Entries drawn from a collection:

*-*-*

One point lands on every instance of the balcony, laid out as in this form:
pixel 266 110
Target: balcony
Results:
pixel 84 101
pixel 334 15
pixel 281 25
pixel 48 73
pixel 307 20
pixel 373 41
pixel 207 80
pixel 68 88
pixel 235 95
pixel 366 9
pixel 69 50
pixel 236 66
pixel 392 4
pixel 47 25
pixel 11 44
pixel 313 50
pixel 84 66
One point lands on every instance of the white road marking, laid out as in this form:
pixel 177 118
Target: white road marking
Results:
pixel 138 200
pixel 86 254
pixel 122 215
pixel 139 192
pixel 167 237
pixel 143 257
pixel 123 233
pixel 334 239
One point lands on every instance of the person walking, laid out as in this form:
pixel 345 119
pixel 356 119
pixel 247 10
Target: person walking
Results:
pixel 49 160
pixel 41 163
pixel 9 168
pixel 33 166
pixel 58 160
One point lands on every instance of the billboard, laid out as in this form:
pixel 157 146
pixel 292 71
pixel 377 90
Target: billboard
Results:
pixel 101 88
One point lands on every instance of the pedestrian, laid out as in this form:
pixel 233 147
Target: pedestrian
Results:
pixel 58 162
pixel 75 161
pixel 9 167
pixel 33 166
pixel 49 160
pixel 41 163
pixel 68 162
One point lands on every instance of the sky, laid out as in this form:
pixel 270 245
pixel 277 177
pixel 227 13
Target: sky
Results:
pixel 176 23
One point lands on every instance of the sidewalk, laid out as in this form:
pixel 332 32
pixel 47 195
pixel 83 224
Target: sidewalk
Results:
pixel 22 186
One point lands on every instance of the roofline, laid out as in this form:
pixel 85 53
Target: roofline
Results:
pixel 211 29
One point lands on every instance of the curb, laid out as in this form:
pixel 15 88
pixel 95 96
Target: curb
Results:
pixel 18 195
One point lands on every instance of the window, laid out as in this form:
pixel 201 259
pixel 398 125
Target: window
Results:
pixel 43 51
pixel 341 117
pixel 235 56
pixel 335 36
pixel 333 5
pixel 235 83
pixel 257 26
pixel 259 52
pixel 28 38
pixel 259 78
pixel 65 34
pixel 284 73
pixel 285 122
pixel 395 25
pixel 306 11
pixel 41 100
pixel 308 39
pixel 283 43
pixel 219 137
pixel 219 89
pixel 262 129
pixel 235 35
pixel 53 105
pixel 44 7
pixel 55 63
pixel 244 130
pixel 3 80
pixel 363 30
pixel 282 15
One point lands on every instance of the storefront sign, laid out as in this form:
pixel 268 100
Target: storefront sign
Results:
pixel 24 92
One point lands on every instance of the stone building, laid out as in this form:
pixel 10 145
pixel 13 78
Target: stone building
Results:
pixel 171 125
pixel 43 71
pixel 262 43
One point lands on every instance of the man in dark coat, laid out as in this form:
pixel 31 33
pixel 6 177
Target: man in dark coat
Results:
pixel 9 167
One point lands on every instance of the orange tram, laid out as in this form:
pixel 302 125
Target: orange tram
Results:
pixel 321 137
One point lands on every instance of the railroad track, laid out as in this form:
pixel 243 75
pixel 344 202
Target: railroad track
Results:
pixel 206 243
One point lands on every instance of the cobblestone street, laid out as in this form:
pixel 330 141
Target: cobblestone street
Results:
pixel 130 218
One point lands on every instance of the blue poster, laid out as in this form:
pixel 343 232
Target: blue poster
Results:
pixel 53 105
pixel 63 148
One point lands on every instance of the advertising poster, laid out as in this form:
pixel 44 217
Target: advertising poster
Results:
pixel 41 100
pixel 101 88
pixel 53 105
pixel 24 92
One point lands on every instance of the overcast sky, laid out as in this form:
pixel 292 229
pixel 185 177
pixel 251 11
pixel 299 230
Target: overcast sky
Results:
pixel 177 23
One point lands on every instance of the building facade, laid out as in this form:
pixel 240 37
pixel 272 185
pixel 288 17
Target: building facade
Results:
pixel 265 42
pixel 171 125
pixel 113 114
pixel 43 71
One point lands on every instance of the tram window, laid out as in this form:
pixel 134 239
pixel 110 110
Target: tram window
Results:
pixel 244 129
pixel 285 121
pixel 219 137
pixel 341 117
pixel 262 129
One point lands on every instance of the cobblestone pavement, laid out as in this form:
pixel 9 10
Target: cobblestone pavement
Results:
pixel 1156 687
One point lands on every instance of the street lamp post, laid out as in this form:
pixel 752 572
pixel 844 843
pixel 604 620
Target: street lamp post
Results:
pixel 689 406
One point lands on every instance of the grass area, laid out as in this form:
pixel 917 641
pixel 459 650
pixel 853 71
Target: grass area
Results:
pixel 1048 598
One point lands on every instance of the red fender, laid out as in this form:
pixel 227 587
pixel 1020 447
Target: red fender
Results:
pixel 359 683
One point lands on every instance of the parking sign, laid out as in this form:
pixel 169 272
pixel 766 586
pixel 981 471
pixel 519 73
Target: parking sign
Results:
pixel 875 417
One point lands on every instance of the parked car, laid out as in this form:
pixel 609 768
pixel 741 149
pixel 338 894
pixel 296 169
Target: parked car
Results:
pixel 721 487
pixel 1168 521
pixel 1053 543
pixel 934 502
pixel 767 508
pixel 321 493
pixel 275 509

*-*-*

Can you rewrite the data above with every "laid out as in this form" swapped for "formatted like this sample" and everything else left unchanged?

__Expected answer__
One point lands on every instance of the balcony, formatted like this sample:
pixel 266 110
Target: balcony
Results:
pixel 84 101
pixel 334 15
pixel 281 25
pixel 48 73
pixel 307 20
pixel 373 41
pixel 207 80
pixel 68 88
pixel 235 95
pixel 366 9
pixel 69 50
pixel 236 66
pixel 392 4
pixel 47 25
pixel 11 44
pixel 313 50
pixel 84 66
One point lands on every instance of the white road marking, formatted like this sample:
pixel 177 118
Target: white road marking
Results:
pixel 138 200
pixel 86 254
pixel 122 215
pixel 139 192
pixel 167 237
pixel 143 257
pixel 123 233
pixel 334 239
One point lands on every instance of the person walking, formatted like this sample:
pixel 345 119
pixel 356 119
pixel 247 10
Target: person walking
Results:
pixel 49 160
pixel 41 163
pixel 9 168
pixel 33 166
pixel 58 160
One point lands on every instance of the billboard, formatted like this sample:
pixel 157 146
pixel 292 71
pixel 377 90
Target: billboard
Results:
pixel 101 88
One point lands on every instance of the pedestrian, formatted like this sample:
pixel 233 147
Target: pedestrian
Results:
pixel 58 162
pixel 75 161
pixel 9 167
pixel 33 166
pixel 49 160
pixel 41 163
pixel 68 162
One point lands on every instance of the sky, formatted like this sample:
pixel 270 245
pixel 277 177
pixel 227 13
Target: sky
Results:
pixel 176 23
One point lands on every instance of the sidewalk, formatted like this sample:
pixel 332 32
pixel 47 195
pixel 83 224
Target: sidewalk
Results:
pixel 22 186
One point lands on every instance of the roofline, formatted like this sample:
pixel 85 53
Target: roofline
Results:
pixel 211 29
One point lands on every instance of the curb, formatted like this sample:
pixel 15 88
pixel 95 96
Target: curb
Results:
pixel 18 195
One point lands on every instance of the window, formatted like this sample:
pixel 201 259
pixel 398 125
Target: window
Results:
pixel 43 51
pixel 341 117
pixel 235 56
pixel 335 36
pixel 333 5
pixel 235 83
pixel 257 26
pixel 259 52
pixel 28 38
pixel 259 78
pixel 65 34
pixel 284 73
pixel 285 122
pixel 395 25
pixel 306 11
pixel 41 100
pixel 308 39
pixel 283 43
pixel 219 137
pixel 219 89
pixel 262 129
pixel 235 35
pixel 53 105
pixel 44 7
pixel 55 63
pixel 244 130
pixel 3 80
pixel 363 30
pixel 282 15
One point lands on every instance of the storefront sign, formatted like this sample:
pixel 268 100
Target: storefront sign
Results:
pixel 24 92
One point lands on every instance of the stone building, formatted like this sample:
pixel 10 145
pixel 13 78
Target: stone building
Results:
pixel 171 125
pixel 43 71
pixel 262 43
One point lands on every instance of the man in dark coat, formatted like this sample:
pixel 31 33
pixel 6 177
Target: man in dark coat
Results:
pixel 9 167
One point lands on every instance of the orange tram, formatted like this sample:
pixel 302 125
Target: orange tram
Results:
pixel 321 137
One point lands on every instance of the railroad track, formatted like this sample:
pixel 243 75
pixel 344 202
Target: railroad track
Results:
pixel 206 243
One point lands on every instance of the cobblestone street, formatted like this sample:
pixel 330 141
Target: cobblestone street
Results:
pixel 130 218
One point lands on every instance of the blue poster, formatted like this sample:
pixel 343 232
Target: blue poster
Results:
pixel 53 105
pixel 63 148
One point lands on every instance of the advertising poster, formatted like this sample:
pixel 44 217
Target: advertising poster
Results:
pixel 41 100
pixel 101 88
pixel 53 105
pixel 24 92
One point lands on every instance of the overcast sky, formatted like this sample:
pixel 292 229
pixel 185 177
pixel 251 11
pixel 299 230
Target: overcast sky
Results:
pixel 177 23
One point lands on every instance of the building facade, formatted like this sample:
pixel 240 37
pixel 272 185
pixel 288 17
Target: building facade
Results:
pixel 265 42
pixel 171 125
pixel 113 114
pixel 43 71
One point lands on every instance of the tram window, formatted like this sample:
pixel 134 239
pixel 110 110
Target: tram window
Results:
pixel 244 129
pixel 285 121
pixel 219 137
pixel 341 117
pixel 262 129
One point lands on every instance of the cobblestone pavement, formatted like this sample:
pixel 9 10
Target: cobblestone pavement
Results:
pixel 1156 687
One point lands on every instance of the street lamp post, formatted like this sample:
pixel 752 572
pixel 844 843
pixel 604 620
Target: street lamp post
Results:
pixel 689 406
One point lands on every instance of the grass area, formatted like this sample:
pixel 917 641
pixel 459 650
pixel 853 71
Target: grass area
Results:
pixel 1048 598
One point lands on every instance of the red fender, formatted like this sample:
pixel 227 587
pixel 1020 447
Target: red fender
Results:
pixel 359 683
One point lands on every instance of the parking sign, formatted like this sample:
pixel 169 272
pixel 766 586
pixel 981 471
pixel 519 73
Target: parking sign
Results:
pixel 875 417
One point lands on every instance of the parked car, formatted like this sample:
pixel 609 768
pixel 741 149
pixel 338 894
pixel 296 169
Target: parked car
Results:
pixel 721 487
pixel 1168 521
pixel 1053 543
pixel 934 502
pixel 767 508
pixel 321 493
pixel 275 509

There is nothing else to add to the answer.